## DOCUMENT PASSAGE
##############################

19 May 2011

Importing SourceForge code into Apache for Jena

The Jena project now has the legal paperwork done for the vast majority of the codebase. It's now time to move the code from SourceForge, where's it's been for almost 10 years (the project was registered November 2001).

During that time, the SourceForge infrastructure has been excellent. We're not moving because of dissatisfaction but because we want to put the post-HP on a solid legal basis where the license and IP situation is well-understood and completely clear. We now have committers in 3 different organisations, and contributions from yet more - it's slowly getting more and more complicated.

The way Apache works is that software is granted to Apache, which grants Apache the right to re-license it. Any software you use from Apache is a license (with IP guarantees etc.) from Apache to you - not between you and the original contributor, so you can when use the software commercially and only need to check one Apache license.

Until now, we have had a setup where any contributions are simply incorporated with the license and conditions of the contributor. It so happens that all the licensed code in the codebase is the same BSD-type license but in using Jena you don't get a single license, you get one from every contributor. For some people who are going to depend on Jena for commercial use or long term big deployment, this matters. We've had a user crawl the codebase to check each of the licenses (as they should but it's just work). With Apache it's different - one license, well-understood legal situation.

Contributors grant software two ways - either a software grant document or when they upload code to a mailing list or to Jira. When you add something to Jira there's a tick box to say you are making the grant to Apache, otherwise while it may illustrate some issue, we can't use it in the codebase.

Apache use subversion so Jena needs to import the code base to svn.

Subversion or git or Mercurial ...

##############################

## DATA LINES
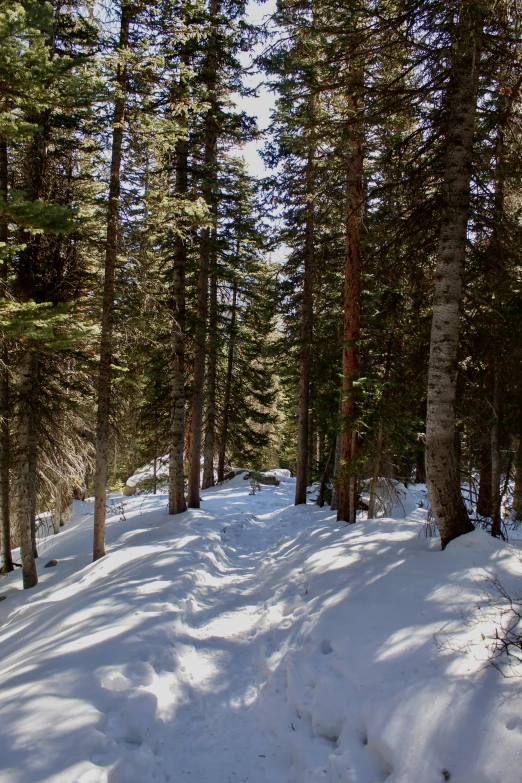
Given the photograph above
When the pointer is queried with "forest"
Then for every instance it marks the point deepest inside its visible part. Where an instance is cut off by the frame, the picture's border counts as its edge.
(260, 391)
(353, 316)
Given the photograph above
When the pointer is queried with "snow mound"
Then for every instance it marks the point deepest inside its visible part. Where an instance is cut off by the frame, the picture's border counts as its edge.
(255, 640)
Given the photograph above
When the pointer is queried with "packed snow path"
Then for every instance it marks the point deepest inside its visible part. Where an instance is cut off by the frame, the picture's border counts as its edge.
(254, 641)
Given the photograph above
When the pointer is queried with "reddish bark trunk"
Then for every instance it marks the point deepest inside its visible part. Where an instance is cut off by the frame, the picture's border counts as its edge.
(352, 317)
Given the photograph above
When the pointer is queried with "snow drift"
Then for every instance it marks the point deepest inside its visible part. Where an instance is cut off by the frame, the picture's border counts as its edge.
(255, 641)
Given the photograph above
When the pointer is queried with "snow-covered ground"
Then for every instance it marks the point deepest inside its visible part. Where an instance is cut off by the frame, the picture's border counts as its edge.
(255, 641)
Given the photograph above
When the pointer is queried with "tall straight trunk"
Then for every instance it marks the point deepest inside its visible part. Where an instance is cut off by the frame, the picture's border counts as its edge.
(6, 564)
(177, 502)
(352, 313)
(107, 321)
(496, 494)
(35, 384)
(303, 425)
(442, 466)
(376, 472)
(485, 485)
(337, 466)
(22, 469)
(209, 78)
(223, 435)
(517, 492)
(210, 426)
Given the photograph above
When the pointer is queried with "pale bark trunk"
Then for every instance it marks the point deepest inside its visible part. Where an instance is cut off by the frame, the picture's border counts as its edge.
(107, 321)
(211, 133)
(352, 315)
(517, 493)
(376, 473)
(223, 436)
(5, 521)
(441, 460)
(303, 425)
(177, 502)
(22, 470)
(208, 451)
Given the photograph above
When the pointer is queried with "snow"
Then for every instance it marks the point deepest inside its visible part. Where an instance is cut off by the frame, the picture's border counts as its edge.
(252, 640)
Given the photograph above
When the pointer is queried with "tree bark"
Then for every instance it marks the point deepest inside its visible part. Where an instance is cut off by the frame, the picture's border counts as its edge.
(352, 312)
(442, 466)
(177, 502)
(517, 492)
(208, 450)
(107, 321)
(303, 425)
(496, 498)
(5, 521)
(22, 469)
(209, 78)
(337, 465)
(376, 472)
(223, 436)
(484, 493)
(33, 446)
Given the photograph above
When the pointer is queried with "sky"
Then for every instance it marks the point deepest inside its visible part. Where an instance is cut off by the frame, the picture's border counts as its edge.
(262, 105)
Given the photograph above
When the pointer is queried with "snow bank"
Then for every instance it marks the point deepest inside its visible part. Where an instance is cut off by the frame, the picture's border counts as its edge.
(254, 640)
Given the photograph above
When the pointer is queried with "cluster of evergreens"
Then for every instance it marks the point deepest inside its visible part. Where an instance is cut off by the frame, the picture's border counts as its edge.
(140, 311)
(397, 137)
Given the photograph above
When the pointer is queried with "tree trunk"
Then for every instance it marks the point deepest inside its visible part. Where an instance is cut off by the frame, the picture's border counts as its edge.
(5, 521)
(22, 470)
(496, 515)
(107, 321)
(442, 466)
(484, 508)
(517, 492)
(35, 384)
(376, 472)
(209, 78)
(177, 502)
(325, 477)
(228, 385)
(208, 463)
(335, 484)
(352, 312)
(303, 425)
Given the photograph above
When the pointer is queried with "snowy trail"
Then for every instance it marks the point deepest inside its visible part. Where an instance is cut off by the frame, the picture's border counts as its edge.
(255, 641)
(185, 663)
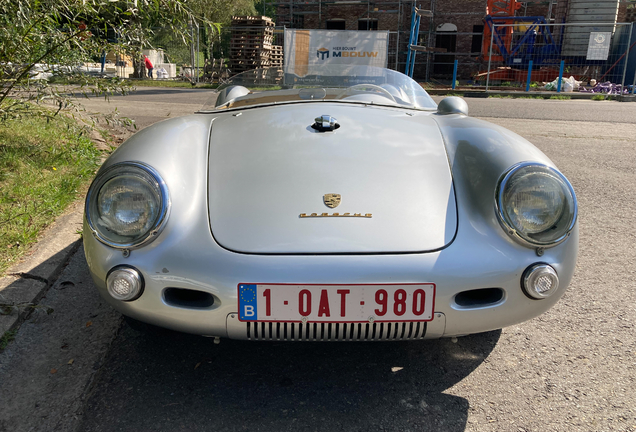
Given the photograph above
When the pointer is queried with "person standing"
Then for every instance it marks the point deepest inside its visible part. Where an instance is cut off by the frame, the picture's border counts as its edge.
(148, 64)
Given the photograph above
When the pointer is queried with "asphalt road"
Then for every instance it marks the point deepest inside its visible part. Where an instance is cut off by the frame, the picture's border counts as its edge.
(572, 369)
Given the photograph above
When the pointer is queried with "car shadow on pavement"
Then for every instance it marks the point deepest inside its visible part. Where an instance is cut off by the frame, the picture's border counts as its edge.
(182, 382)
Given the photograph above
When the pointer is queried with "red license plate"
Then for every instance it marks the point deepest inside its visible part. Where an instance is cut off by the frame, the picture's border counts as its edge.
(336, 303)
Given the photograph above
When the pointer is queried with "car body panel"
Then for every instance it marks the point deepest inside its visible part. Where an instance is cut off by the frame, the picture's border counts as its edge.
(262, 181)
(186, 255)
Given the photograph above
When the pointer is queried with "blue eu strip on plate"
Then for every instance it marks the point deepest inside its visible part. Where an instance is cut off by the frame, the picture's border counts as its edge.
(248, 310)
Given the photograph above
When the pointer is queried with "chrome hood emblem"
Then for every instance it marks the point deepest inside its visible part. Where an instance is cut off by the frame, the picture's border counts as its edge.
(332, 200)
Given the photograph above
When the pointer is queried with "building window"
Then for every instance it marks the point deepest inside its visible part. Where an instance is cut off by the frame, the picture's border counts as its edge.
(475, 46)
(368, 24)
(336, 24)
(299, 21)
(445, 38)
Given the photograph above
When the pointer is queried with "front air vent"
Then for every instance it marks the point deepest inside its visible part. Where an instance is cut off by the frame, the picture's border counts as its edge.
(187, 298)
(283, 331)
(479, 298)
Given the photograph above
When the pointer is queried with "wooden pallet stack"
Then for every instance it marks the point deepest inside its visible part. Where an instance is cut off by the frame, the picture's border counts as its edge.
(276, 56)
(250, 43)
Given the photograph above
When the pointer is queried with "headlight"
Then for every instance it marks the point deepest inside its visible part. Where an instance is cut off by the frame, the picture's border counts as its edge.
(127, 205)
(536, 205)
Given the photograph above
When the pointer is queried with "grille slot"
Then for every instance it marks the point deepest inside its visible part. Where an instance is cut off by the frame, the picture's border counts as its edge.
(386, 331)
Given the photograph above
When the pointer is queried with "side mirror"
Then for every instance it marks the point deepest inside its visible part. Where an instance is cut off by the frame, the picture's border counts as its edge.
(452, 105)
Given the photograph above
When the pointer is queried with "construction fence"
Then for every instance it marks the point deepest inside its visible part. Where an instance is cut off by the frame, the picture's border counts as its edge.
(515, 56)
(583, 57)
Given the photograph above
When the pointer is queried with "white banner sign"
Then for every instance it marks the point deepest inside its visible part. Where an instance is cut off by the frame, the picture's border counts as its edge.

##############################

## DIRECTIONS
Please list every version control system named in the Jena import post.

## RESULT OF THIS TASK
Subversion (svn), git, Mercurial